# Your goal
Starting at the line containing "the dog hind" and ending at the line containing "the black fur", print every line of the material below exactly, both ends included, and stop there.

# The data
<<<<

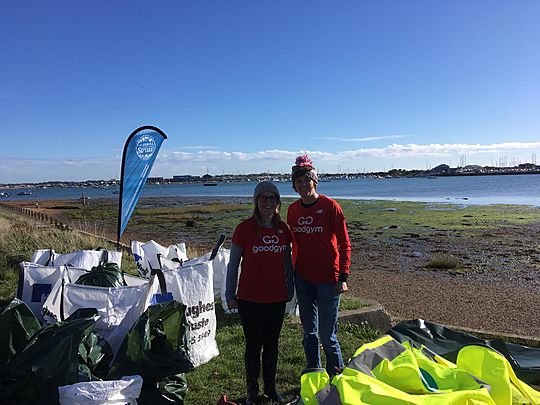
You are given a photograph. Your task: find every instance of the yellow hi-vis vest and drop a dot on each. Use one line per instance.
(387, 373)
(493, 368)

>>>>
<<<<

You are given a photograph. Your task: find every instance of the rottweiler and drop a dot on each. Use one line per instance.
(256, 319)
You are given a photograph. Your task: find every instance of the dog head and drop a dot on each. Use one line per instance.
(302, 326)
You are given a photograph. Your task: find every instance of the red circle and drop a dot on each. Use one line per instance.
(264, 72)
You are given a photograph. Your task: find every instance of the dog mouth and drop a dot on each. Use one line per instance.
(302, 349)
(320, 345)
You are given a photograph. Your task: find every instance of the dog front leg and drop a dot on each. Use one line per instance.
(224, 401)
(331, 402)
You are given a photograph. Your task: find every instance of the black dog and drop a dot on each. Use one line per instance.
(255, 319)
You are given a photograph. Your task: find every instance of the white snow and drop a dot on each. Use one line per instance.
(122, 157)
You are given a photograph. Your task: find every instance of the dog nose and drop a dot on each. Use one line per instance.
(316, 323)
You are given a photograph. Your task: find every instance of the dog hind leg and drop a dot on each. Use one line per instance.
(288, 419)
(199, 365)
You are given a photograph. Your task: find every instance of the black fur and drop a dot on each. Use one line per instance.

>>>>
<<<<

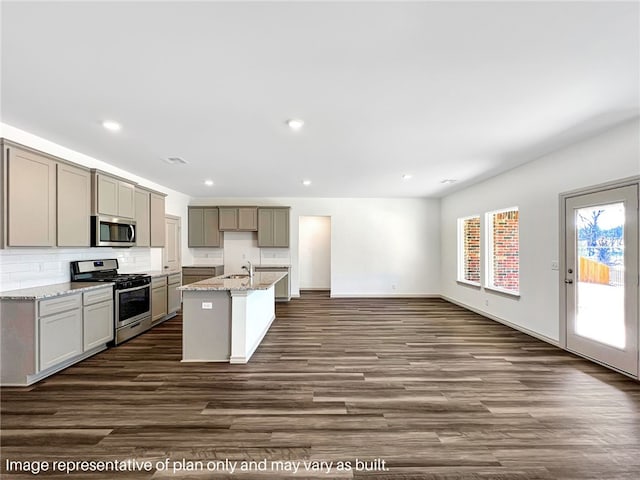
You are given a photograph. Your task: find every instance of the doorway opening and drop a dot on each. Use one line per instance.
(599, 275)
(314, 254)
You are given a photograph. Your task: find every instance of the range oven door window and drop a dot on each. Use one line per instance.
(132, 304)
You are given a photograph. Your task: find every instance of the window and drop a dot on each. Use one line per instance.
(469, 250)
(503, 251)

>>>>

# Answer box
You are given a photograph. Your task: find every instance of the dog hind leg and drop a dot on each. Use one line per instance.
(288, 419)
(199, 365)
You are given a photograph. Your task: find every instance of the black fur and drop a dot on each. Use one line per instance.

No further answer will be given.